— Begin RECORDS FOR THE EXERCISE —

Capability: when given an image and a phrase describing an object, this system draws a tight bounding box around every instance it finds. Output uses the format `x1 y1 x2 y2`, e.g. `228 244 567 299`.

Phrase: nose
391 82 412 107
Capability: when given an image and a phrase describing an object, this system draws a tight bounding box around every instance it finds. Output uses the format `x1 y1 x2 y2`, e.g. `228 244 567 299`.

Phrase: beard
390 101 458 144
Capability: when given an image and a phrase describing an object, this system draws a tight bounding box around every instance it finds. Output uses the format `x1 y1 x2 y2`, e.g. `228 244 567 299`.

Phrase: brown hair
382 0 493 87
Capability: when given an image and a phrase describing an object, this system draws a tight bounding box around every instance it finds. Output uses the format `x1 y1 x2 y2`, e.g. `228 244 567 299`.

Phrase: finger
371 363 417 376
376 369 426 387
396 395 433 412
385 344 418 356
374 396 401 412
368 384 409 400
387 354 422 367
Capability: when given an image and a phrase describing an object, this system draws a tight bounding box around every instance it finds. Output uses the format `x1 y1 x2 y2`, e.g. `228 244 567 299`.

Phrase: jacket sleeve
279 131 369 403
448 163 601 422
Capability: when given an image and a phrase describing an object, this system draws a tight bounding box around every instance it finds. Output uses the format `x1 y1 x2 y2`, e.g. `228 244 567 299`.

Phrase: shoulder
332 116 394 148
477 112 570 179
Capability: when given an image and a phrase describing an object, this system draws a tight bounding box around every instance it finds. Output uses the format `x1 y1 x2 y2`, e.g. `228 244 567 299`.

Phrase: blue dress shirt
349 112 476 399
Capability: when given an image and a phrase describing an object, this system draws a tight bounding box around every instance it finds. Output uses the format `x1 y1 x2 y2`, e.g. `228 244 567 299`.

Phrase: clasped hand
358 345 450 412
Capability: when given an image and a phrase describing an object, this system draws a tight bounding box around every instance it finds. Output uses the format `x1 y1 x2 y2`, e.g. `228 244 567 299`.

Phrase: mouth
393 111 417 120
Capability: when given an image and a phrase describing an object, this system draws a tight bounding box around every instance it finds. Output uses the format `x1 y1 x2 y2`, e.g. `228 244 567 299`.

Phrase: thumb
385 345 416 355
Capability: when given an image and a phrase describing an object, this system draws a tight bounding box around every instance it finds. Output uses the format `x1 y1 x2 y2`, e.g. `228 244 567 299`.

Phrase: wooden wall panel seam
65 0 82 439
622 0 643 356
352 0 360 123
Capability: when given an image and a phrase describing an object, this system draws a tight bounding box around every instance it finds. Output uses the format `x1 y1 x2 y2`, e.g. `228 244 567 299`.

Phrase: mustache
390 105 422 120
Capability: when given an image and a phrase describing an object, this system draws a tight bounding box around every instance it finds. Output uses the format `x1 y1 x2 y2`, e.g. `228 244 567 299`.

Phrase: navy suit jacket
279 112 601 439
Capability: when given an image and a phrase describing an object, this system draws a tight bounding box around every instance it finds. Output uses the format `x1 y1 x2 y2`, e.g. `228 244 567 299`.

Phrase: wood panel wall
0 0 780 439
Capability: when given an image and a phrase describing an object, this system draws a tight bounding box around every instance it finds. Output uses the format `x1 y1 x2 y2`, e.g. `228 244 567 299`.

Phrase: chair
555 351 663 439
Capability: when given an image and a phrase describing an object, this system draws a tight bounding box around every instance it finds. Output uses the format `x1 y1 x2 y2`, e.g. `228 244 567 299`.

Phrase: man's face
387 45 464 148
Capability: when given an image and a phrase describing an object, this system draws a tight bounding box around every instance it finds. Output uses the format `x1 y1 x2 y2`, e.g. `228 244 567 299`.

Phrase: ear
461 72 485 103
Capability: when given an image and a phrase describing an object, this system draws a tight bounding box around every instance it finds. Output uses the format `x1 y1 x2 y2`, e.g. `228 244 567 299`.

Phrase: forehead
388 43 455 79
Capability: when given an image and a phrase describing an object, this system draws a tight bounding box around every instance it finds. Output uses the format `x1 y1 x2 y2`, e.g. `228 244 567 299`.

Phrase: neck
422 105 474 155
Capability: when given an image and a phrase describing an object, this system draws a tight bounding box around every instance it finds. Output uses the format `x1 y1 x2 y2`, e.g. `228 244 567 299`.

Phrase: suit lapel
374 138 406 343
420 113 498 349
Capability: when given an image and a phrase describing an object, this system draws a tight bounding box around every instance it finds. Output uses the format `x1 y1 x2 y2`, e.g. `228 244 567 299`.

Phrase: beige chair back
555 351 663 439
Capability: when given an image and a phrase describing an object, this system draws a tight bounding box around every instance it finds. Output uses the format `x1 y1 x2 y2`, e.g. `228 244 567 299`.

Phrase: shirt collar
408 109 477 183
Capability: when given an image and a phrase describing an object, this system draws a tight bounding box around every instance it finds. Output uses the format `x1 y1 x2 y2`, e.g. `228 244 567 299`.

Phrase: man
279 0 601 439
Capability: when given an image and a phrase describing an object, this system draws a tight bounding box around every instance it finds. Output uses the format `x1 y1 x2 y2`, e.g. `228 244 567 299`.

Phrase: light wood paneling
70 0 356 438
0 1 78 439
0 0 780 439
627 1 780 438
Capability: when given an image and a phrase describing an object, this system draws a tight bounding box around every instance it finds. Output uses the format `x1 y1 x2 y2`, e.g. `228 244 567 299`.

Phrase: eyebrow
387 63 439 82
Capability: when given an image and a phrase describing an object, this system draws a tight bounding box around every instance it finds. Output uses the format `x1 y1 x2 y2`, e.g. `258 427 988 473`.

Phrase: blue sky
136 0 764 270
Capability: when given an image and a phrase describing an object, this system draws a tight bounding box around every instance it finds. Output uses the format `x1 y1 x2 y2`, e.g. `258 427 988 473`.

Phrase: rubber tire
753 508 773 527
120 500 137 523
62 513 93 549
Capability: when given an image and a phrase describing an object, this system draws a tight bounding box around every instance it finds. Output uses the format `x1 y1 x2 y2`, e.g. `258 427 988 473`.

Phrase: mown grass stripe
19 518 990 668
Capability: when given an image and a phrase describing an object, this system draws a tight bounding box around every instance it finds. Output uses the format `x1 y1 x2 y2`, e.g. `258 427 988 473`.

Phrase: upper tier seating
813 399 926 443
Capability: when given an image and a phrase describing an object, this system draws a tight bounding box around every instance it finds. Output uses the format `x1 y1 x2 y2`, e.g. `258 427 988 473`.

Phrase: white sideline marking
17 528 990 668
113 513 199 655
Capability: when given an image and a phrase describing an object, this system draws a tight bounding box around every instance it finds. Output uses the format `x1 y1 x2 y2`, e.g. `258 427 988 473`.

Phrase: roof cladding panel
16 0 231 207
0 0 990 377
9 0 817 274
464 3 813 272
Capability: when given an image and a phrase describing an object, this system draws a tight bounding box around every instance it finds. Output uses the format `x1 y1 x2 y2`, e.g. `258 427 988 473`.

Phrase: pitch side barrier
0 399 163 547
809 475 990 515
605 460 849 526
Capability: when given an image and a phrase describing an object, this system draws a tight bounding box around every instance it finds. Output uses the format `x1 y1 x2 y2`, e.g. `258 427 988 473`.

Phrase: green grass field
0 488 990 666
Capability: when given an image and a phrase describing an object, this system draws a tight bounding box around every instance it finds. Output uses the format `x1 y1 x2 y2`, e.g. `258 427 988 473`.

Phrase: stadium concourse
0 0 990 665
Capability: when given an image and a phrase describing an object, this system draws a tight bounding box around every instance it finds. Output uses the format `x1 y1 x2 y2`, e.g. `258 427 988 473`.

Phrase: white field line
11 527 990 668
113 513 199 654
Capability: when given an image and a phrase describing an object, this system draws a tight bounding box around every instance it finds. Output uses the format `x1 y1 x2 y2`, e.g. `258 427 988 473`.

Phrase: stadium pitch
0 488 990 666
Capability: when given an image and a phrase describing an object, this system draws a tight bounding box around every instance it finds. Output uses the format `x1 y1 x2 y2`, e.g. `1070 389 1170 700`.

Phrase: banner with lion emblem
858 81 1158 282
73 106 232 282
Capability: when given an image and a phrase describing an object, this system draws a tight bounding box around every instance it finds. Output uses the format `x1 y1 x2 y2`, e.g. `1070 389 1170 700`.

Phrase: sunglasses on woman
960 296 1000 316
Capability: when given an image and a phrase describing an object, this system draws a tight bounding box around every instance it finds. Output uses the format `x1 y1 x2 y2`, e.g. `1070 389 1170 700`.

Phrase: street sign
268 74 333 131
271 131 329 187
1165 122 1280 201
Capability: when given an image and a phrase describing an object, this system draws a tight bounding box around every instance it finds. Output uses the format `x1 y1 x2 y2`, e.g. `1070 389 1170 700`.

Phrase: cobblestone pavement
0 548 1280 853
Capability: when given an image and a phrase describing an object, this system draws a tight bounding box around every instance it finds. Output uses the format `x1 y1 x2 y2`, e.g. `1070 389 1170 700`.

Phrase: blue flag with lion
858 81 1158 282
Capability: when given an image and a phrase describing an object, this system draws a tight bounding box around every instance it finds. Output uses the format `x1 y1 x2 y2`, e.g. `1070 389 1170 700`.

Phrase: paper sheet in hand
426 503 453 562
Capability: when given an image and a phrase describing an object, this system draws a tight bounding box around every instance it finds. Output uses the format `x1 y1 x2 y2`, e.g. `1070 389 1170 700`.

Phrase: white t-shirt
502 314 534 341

— End RECORDS FOR THE EXERCISE —

Which lines in the entries above contain the word "grass"? Show each of those lines in full, treating case as significant.

### ANSWER
Phrase: mown grass stripe
Phrase: green grass field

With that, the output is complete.